◆ **Given request 1**
According to the patch email, how is NAT handled for IPv4 packets?
◆ **Given request 2**
Copy all of the records below line for line, with every character unchanged.

◆ **Page excerpt**
2024-04-26 06:52:28

by Felix Fietkau

[permalink] [raw]
Subject: [PATCH v3 net-next v3 2/6] net: add support for segmenting TCP fraglist GSO packets

Preparation for adding TCP fraglist GRO support. It expects packets to be
combined in a similar way as UDP fraglist GSO packets.
For IPv4 packets, NAT is handled in the same way as UDP fraglist GSO.

Signed-off-by: Felix Fietkau <[email protected]>
---
net/ipv4/tcp_offload.c | 65 ++++++++++++++++++++++++++++++++++++++++
net/ipv6/tcpv6_offload.c | 3 ++
2 files changed, 68 insertions(+)

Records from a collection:
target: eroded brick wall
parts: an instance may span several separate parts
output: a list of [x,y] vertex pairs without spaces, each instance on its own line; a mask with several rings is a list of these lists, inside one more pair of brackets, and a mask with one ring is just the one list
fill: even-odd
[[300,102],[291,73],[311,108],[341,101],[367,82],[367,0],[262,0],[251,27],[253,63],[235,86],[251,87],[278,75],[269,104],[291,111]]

◆ **Solution 1**
It is handled in the same way as UDP fraglist GSO.

◆ **Solution 2**
target: eroded brick wall
parts: an instance may span several separate parts
output: a list of [x,y] vertex pairs without spaces, each instance on its own line; a mask with several rings is a list of these lists, inside one more pair of brackets, and a mask with one ring is just the one list
fill: even-odd
[[300,102],[291,73],[311,108],[341,101],[367,82],[367,0],[262,0],[251,27],[253,63],[235,86],[251,87],[278,75],[269,104],[291,111]]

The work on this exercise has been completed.